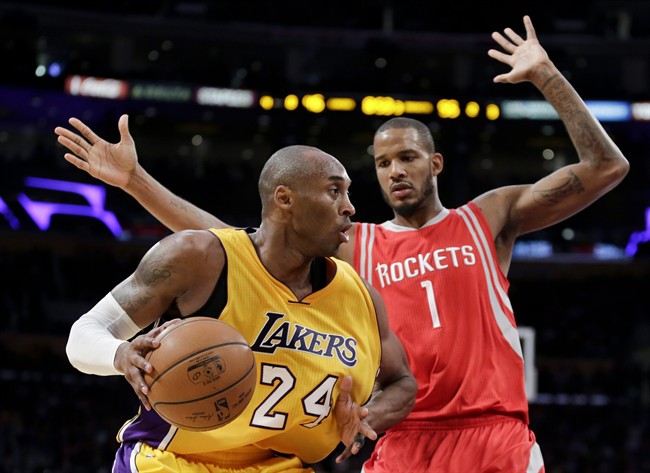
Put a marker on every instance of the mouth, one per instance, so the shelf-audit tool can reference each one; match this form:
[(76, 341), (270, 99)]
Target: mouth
[(344, 233), (401, 189)]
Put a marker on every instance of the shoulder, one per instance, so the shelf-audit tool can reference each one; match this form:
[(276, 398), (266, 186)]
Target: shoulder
[(186, 246)]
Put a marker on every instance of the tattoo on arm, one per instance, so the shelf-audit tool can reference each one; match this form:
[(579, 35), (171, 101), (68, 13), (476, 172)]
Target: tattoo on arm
[(589, 140), (548, 197), (150, 274)]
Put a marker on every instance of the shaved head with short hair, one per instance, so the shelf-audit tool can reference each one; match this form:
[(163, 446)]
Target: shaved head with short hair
[(293, 167), (423, 131)]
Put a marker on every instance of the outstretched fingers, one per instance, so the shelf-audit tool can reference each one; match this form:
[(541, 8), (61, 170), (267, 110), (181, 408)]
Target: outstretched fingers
[(84, 130)]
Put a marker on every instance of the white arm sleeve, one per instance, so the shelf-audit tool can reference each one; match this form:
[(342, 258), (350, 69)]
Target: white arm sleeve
[(95, 336)]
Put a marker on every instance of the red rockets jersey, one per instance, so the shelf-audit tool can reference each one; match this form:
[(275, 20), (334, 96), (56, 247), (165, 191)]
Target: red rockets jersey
[(447, 301)]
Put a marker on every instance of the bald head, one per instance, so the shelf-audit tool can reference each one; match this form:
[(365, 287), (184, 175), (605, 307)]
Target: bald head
[(294, 167), (424, 134)]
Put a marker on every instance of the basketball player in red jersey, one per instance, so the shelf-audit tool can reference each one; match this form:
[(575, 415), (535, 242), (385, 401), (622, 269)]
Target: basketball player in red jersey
[(442, 272)]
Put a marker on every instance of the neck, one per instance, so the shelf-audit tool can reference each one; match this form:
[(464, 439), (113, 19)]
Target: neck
[(282, 260), (419, 217)]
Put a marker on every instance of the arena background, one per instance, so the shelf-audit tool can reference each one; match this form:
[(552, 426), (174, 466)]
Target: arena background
[(581, 286)]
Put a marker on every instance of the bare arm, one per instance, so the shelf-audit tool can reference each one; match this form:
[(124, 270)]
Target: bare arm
[(515, 210), (393, 397), (395, 387), (178, 271), (117, 164)]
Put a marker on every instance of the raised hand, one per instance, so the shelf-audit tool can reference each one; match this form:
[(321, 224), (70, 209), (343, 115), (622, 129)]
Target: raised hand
[(524, 56), (350, 418), (113, 163)]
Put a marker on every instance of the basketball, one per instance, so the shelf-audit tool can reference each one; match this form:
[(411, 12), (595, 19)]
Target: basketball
[(204, 374)]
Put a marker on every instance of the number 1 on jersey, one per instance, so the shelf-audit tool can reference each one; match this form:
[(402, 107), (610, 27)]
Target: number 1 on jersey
[(433, 309)]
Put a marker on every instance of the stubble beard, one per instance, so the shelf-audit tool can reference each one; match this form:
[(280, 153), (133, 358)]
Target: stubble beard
[(409, 209)]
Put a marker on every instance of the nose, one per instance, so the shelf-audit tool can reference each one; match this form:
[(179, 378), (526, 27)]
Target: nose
[(395, 170), (347, 208)]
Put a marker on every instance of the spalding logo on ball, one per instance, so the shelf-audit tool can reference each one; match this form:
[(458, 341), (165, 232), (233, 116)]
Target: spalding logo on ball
[(204, 374)]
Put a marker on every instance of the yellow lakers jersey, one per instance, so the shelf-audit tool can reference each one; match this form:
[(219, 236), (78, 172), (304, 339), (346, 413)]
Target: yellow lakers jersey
[(303, 348)]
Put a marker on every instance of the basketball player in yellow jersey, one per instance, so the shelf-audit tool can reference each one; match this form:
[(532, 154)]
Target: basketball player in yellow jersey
[(319, 333)]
|---|
◆ Work to be completed
Beginning at the line that holds "Target: spalding logo on ball", reproduce the lines exactly up to and including the final line of the entries.

◆ Task output
Target: spalding logo on ball
[(204, 374)]
Put a marker on every instance of the yellow lakers jersey, one per instance, so the shelf-audit tool can reference each one; match this form:
[(219, 236), (78, 172), (304, 339), (346, 413)]
Target: yellow lakers jersey
[(303, 348)]
Put a marker on every instance of the basketball player in yellow jersey, one per instance, so the shelf-audit tool can reference each one; match this form:
[(532, 154)]
Target: basketball player in yellow jersey
[(319, 333)]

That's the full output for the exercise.